PROBLEM DESCRIPTION: Please set out the lines below as a numbered list, skipping any blank lines and leaving the pictures out.

RECORDS SUPPLIED:
===============
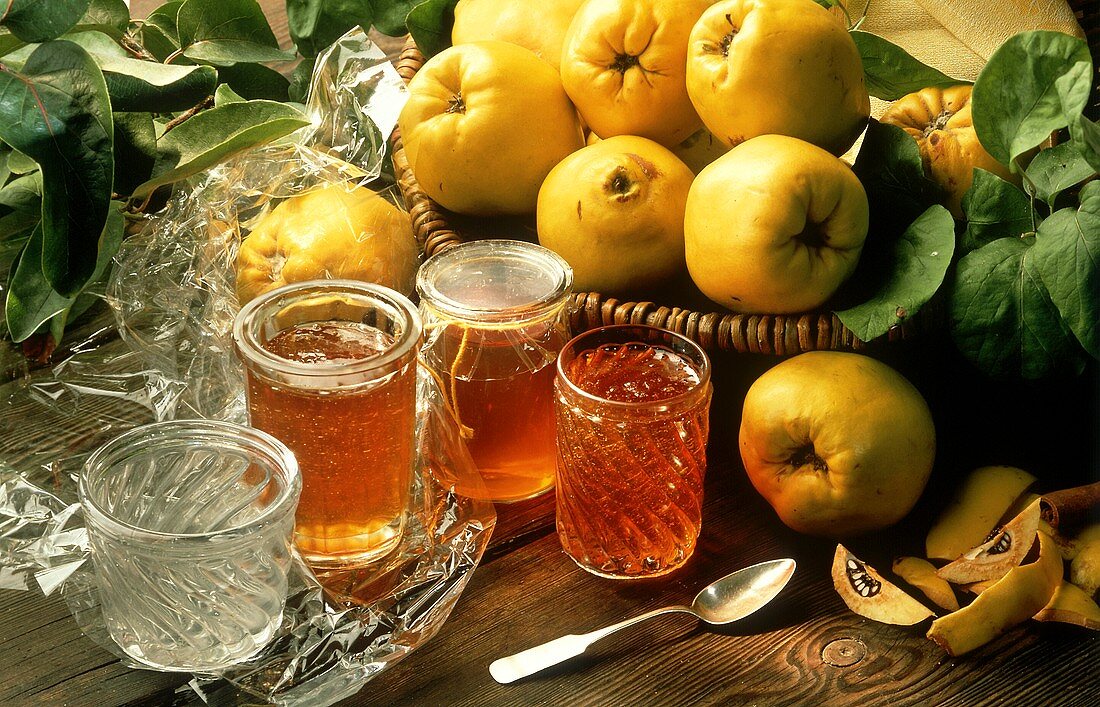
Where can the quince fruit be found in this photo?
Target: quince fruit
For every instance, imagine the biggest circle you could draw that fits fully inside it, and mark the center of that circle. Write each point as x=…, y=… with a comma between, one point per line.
x=484, y=124
x=615, y=211
x=334, y=232
x=623, y=64
x=785, y=67
x=939, y=121
x=539, y=28
x=838, y=443
x=774, y=225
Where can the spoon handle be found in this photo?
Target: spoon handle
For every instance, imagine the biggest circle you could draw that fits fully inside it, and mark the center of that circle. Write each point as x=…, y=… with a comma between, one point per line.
x=510, y=669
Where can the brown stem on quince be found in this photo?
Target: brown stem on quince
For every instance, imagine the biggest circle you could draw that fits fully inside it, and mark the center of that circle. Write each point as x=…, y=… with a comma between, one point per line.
x=805, y=455
x=624, y=63
x=938, y=122
x=457, y=105
x=813, y=235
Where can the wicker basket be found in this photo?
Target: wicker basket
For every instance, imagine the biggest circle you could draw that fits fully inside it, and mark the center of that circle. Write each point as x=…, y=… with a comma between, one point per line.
x=779, y=334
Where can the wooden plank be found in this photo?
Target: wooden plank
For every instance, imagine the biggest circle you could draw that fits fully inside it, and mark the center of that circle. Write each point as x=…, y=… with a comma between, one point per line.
x=776, y=658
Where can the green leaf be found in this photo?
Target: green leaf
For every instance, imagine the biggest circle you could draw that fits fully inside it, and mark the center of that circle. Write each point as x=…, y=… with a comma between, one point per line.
x=315, y=24
x=20, y=164
x=22, y=194
x=1086, y=135
x=134, y=150
x=57, y=112
x=31, y=300
x=42, y=20
x=1027, y=89
x=212, y=135
x=158, y=33
x=891, y=72
x=226, y=95
x=255, y=81
x=994, y=209
x=9, y=42
x=1002, y=318
x=1067, y=257
x=389, y=17
x=430, y=23
x=1056, y=169
x=890, y=168
x=134, y=85
x=226, y=32
x=917, y=263
x=299, y=80
x=110, y=17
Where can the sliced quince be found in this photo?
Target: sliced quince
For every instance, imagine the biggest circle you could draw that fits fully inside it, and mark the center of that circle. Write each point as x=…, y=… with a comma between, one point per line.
x=1004, y=549
x=978, y=505
x=1014, y=598
x=1071, y=605
x=922, y=574
x=866, y=593
x=1085, y=566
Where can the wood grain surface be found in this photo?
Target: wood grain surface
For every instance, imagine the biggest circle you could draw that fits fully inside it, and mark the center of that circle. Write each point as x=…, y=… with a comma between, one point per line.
x=803, y=649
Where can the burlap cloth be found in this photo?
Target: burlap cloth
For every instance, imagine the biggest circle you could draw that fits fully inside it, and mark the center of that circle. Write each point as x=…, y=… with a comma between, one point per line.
x=958, y=36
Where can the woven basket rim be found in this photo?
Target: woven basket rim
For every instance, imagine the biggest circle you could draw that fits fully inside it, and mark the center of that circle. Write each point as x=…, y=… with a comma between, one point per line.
x=715, y=331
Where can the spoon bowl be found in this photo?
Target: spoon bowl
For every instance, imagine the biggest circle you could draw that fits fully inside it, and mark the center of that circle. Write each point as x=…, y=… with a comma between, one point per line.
x=741, y=593
x=724, y=600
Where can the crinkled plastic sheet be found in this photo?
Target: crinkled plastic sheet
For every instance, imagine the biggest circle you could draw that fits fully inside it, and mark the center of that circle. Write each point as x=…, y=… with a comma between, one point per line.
x=173, y=298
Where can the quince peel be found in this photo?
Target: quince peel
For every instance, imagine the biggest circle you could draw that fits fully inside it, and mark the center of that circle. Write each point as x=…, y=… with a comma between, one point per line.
x=1012, y=599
===============
FINAL RESULT:
1. Where can the quince fruit be found in this photo?
2. Target: quince fruit
3. For every instance, imagine the biggest circle you could draw that fits fully inside it, and mark the center of that circle. Write each point as x=…, y=… with a comma between, one point per line.
4. x=484, y=124
5. x=615, y=211
6. x=334, y=232
7. x=623, y=64
8. x=785, y=67
9. x=939, y=121
10. x=539, y=28
11. x=838, y=443
12. x=774, y=225
13. Where can the spoon handle be found in this photo?
14. Target: spoon handle
15. For every instance, imagine the biggest circle you could draw that fits fully inside it, and mark the center of that circle. Write each point as x=…, y=… with a comma between, one point per line.
16. x=510, y=669
17. Where can the brown stem on quince be found in this photo?
18. Target: brown stem on quince
19. For every instance, imagine the biggest circle you could draw that fits fully inside it, and mark the center of that circle. Write each point as x=…, y=… with a comma between, one point per line.
20. x=805, y=455
21. x=624, y=63
22. x=938, y=122
23. x=457, y=105
24. x=813, y=235
25. Where can the wicker basket be found in this photo?
26. Target: wicker basket
27. For every instance, imagine the biggest circle you could draw that fits fully inside it, and mark the center of that circle. Write each point as x=…, y=… with a comma between, one point per line.
28. x=779, y=334
29. Where can the wooden plank be found in this photo?
30. Target: wooden plank
31. For every instance, imagine the biggest circle you could draw that fits fully inside it, and mark the center of that circle. Write each point as x=…, y=… with a comma between, one point per line.
32. x=776, y=658
33. Where can the green leaf be found in this photo?
34. Target: green leaf
35. For every instance, imagine the biggest circle you could draw that fits fully inside it, and mark the center of that circle. Write each point as x=…, y=… with a comma between, one point per line.
36. x=315, y=24
37. x=20, y=164
38. x=22, y=194
39. x=1086, y=135
40. x=134, y=150
41. x=57, y=112
42. x=31, y=300
43. x=42, y=20
44. x=1027, y=89
45. x=212, y=135
46. x=158, y=33
47. x=891, y=72
48. x=226, y=95
49. x=255, y=81
50. x=994, y=209
51. x=9, y=42
52. x=1002, y=318
53. x=1067, y=257
54. x=389, y=17
55. x=430, y=23
56. x=1056, y=169
57. x=890, y=168
58. x=134, y=85
59. x=226, y=32
60. x=917, y=263
61. x=299, y=80
62. x=110, y=17
63. Where can the sliced quince be found in this photo?
64. Target: sliced quince
65. For every instance, imagine the biggest circle you could draw that fits fully inside it, and mark the center of that circle. Write each point as x=…, y=… with a comma between, one point per line.
66. x=1004, y=549
67. x=978, y=505
68. x=1014, y=598
69. x=1071, y=605
70. x=922, y=574
71. x=866, y=593
72. x=1085, y=566
73. Where can the wood grain surface be found in this photo?
74. Target: wood grain surface
75. For every instance, imagine the biggest circle you could draw that fits fully inside it, and mark the center of that circle. Write each point as x=…, y=… with a comma between, one point per line.
76. x=803, y=649
77. Where can the burlap cloth be found in this photo?
78. Target: burlap cloth
79. For every instance, imagine the biggest circle you could draw that fits fully inside it, and mark the center of that circle. Write each point as x=…, y=… with a comma between, one point per line.
80. x=958, y=36
81. Where can the woven basket rim be found in this photo?
82. Target: woven basket rim
83. For every instance, imagine the biggest circle you could draw that fits fully inside it, and mark the center of that circle. Write each point as x=…, y=… with a comma between, one point per line.
84. x=715, y=331
85. Where can the spoon bowl be found in this photo?
86. Target: spoon bowl
87. For every instance, imagine the biggest circle you could draw that fits fully inside it, and mark the center of that circle. Write each point as x=…, y=… with a comma between, one point per line.
88. x=741, y=593
89. x=724, y=600
90. Where can the crinkled plastic sheet be found in this photo?
91. Target: crinkled plastic sheet
92. For every instance, imagine the biggest circle you could draw that fits fully inside it, and mark the center of that circle. Write each point as x=…, y=… with a comma between, one point per line.
93. x=173, y=298
94. Where can the quince peel be found in this photo?
95. Target: quince peel
96. For every instance, imagine the biggest circle you could draw that fits fully inside it, and mark the center of that circle. Write each point as x=…, y=… with a comma between, one point per line.
97. x=1012, y=599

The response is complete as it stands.